Work to be completed: Which lines in the records below contain the word "roof"? Copy each of those lines.

(Coordinate annotation entries)
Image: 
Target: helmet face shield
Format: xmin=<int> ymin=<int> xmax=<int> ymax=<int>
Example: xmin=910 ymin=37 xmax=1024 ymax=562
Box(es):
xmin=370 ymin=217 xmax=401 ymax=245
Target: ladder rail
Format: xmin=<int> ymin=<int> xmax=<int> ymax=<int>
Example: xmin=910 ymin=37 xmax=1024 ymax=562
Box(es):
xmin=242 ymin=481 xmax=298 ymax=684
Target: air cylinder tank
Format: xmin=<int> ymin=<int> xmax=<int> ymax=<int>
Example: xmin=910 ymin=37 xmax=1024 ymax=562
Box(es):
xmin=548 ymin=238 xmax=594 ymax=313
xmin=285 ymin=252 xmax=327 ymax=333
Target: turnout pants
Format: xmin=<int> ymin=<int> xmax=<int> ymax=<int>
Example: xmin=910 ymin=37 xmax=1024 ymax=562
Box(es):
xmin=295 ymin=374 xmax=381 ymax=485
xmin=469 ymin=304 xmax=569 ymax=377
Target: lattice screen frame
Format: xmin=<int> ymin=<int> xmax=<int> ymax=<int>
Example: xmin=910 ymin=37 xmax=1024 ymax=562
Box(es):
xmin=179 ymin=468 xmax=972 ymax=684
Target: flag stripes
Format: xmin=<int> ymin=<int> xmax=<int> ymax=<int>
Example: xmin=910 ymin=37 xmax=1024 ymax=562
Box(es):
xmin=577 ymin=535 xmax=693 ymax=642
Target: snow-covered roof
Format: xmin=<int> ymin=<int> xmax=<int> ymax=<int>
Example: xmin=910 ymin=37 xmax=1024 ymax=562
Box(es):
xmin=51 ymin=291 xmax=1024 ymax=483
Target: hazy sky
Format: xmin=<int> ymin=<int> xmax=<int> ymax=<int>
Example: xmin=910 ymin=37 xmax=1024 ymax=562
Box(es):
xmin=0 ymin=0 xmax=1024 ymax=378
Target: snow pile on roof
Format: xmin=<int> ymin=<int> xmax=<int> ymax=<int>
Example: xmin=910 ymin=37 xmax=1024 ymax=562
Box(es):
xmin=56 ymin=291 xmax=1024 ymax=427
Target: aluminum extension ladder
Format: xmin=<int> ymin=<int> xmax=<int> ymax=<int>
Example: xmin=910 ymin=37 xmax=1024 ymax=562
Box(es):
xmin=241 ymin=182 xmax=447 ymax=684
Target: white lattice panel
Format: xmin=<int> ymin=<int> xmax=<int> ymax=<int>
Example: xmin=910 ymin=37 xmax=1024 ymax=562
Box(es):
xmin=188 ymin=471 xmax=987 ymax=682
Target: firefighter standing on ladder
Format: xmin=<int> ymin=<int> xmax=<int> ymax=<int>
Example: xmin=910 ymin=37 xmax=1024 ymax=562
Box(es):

Answer to the task:
Target: snow-covered roof
Target: snow pile on roof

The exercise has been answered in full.